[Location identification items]
======

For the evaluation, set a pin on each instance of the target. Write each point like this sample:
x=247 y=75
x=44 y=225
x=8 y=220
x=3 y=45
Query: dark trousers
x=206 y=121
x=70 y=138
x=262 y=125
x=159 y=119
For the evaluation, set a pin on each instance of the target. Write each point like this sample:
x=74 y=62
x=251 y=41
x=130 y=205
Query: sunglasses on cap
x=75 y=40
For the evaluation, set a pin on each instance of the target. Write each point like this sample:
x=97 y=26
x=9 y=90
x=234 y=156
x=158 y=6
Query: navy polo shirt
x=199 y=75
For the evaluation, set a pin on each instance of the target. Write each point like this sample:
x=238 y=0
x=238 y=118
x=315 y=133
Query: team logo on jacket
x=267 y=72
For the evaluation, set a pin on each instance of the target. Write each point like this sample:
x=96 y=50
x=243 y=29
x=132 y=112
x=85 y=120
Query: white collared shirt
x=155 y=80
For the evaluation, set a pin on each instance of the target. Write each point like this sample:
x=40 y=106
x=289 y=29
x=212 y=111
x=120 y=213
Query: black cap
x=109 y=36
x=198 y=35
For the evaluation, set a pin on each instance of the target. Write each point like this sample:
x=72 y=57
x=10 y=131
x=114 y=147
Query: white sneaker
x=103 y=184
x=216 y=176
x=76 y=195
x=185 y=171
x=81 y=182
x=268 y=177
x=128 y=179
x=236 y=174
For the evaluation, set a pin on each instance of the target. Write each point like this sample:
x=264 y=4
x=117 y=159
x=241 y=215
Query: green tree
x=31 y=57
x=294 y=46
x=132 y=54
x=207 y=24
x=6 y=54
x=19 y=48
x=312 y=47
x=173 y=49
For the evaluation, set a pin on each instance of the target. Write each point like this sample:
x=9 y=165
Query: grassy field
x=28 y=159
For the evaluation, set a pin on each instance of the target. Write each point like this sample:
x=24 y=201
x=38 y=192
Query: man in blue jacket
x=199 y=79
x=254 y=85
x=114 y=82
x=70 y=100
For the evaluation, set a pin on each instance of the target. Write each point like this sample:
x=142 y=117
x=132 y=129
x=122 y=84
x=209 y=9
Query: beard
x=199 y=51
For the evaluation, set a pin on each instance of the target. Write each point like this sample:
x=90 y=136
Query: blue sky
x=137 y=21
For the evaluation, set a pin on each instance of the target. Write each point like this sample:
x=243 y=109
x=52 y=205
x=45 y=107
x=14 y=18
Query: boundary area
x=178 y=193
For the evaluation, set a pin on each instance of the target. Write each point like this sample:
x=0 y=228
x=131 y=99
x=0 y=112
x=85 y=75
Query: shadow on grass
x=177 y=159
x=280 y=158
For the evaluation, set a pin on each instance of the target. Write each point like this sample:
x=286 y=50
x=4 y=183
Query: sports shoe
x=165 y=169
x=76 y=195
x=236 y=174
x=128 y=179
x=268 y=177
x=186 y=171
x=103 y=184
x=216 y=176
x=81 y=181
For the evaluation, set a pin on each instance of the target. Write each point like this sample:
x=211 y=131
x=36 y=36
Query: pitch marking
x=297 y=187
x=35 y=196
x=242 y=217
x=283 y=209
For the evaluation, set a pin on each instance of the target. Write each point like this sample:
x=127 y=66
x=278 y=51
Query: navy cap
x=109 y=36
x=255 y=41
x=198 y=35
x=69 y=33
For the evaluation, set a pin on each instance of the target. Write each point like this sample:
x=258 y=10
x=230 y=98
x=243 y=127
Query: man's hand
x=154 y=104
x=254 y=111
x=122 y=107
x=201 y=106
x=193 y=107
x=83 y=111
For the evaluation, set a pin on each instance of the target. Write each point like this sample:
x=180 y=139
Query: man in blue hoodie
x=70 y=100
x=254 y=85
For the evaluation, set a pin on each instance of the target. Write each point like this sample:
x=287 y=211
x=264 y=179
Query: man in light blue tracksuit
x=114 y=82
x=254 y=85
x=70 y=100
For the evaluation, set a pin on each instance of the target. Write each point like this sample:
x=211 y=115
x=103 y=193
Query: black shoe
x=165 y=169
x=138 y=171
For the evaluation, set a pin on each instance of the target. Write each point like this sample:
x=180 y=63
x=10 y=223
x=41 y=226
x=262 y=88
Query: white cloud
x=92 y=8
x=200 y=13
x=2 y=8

======

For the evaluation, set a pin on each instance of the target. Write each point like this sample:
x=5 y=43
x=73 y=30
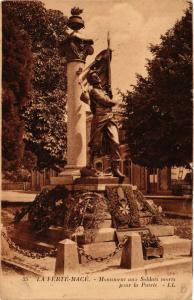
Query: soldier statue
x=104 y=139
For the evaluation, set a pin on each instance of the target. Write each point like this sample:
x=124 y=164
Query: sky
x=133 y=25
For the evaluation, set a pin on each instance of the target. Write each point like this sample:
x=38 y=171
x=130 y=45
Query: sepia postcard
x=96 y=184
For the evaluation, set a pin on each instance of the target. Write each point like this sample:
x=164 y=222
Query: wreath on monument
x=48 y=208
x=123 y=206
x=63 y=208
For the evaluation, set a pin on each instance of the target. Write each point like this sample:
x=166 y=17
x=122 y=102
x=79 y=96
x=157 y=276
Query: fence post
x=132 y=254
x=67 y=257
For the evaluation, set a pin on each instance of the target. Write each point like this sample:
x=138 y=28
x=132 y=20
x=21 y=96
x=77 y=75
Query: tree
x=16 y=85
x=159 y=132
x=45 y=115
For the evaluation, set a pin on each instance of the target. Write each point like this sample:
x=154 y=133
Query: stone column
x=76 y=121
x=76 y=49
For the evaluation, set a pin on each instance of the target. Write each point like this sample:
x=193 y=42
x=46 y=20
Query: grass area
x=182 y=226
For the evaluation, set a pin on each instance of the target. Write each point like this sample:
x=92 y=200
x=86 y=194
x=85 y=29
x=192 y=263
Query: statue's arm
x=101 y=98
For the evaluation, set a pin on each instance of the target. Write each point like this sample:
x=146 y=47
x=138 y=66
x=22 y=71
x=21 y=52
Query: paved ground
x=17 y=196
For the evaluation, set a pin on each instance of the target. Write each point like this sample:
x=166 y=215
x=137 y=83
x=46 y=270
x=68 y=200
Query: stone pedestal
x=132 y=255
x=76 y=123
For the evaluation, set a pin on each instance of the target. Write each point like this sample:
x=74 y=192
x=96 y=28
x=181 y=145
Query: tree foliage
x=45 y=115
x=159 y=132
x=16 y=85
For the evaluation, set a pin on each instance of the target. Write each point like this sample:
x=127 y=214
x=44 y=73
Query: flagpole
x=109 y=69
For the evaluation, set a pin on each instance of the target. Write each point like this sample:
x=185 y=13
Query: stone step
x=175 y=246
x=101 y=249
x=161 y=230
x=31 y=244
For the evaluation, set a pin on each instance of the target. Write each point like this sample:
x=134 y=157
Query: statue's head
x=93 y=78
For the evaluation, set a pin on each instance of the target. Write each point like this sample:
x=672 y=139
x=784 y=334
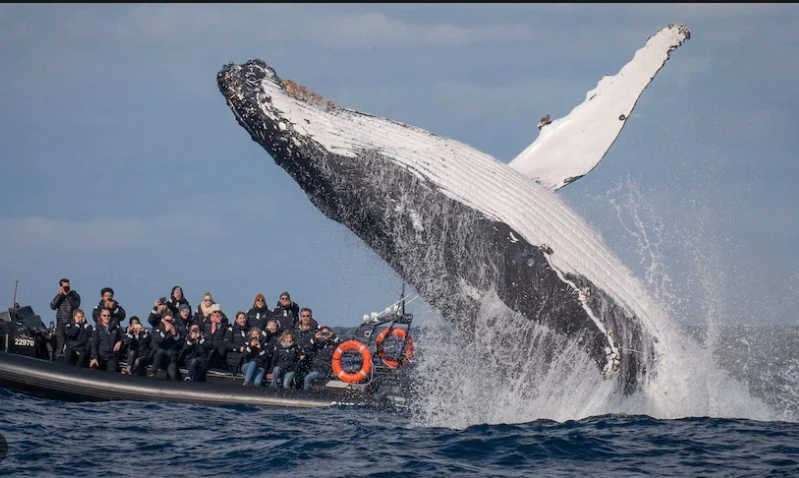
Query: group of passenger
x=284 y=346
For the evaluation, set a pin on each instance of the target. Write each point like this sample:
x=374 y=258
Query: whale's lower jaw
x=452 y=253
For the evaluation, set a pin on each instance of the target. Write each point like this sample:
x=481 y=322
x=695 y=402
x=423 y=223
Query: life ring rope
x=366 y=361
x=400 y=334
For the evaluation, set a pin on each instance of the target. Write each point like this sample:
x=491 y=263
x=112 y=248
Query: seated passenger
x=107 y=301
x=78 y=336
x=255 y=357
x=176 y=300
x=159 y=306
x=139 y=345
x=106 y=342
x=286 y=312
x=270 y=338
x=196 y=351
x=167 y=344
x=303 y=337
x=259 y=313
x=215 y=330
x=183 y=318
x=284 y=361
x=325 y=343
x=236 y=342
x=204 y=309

======

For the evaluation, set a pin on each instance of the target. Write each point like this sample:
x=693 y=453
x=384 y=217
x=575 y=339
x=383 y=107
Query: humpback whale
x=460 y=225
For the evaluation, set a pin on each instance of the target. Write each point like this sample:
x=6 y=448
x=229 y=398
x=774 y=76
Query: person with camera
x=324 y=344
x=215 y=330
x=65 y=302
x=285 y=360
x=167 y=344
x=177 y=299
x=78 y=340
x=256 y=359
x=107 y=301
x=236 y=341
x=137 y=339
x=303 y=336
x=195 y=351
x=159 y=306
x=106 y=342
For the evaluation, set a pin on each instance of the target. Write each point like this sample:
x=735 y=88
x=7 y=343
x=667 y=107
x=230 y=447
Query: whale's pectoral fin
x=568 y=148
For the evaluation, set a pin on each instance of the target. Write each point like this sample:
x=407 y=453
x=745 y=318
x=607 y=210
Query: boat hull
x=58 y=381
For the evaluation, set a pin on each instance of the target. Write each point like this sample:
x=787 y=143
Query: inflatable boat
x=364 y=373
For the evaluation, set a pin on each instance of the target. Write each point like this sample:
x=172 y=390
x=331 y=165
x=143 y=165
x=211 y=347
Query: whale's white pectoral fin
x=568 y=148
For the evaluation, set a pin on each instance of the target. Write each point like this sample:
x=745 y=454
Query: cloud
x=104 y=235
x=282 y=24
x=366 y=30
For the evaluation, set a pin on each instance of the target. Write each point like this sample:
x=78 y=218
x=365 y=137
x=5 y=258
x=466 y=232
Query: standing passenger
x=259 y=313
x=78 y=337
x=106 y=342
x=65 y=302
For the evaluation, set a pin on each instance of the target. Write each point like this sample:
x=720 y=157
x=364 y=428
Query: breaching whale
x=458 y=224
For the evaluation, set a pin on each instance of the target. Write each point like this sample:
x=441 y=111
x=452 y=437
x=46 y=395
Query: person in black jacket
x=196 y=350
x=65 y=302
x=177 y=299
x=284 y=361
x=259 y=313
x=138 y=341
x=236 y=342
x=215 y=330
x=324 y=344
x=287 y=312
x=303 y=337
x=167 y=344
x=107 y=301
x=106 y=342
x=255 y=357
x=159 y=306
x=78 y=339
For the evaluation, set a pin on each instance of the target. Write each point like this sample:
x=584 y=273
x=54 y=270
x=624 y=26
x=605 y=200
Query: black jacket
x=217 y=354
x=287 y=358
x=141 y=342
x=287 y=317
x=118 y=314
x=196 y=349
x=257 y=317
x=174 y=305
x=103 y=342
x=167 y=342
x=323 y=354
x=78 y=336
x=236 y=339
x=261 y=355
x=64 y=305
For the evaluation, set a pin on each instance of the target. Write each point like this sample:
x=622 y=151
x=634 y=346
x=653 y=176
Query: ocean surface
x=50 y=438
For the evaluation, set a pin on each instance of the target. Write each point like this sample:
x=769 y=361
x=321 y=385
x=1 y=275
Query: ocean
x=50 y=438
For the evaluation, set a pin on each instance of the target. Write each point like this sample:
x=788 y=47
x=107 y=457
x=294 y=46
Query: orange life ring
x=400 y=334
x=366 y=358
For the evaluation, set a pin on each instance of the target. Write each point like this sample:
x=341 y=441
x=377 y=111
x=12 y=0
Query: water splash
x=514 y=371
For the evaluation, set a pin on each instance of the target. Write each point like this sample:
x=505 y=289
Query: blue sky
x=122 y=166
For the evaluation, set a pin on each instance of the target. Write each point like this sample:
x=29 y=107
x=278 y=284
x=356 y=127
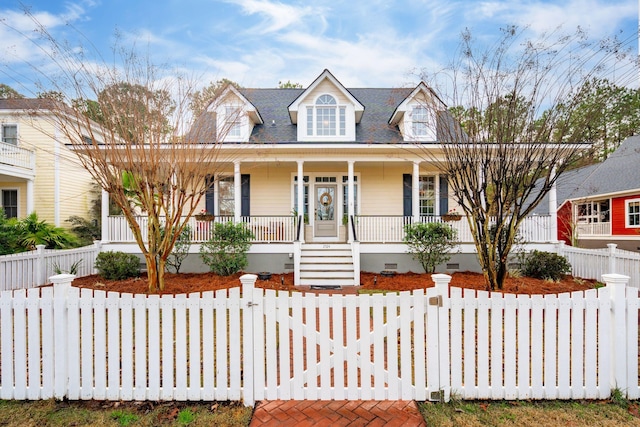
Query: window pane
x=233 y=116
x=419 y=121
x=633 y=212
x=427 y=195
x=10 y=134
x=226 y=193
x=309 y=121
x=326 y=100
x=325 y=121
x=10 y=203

======

What the task asks: Identify each line in the records that holds the string "black", and copy those lines out.

Exercise solution:
Query: black cap
Query: black shoe
Query: person in black jacket
Query: black jacket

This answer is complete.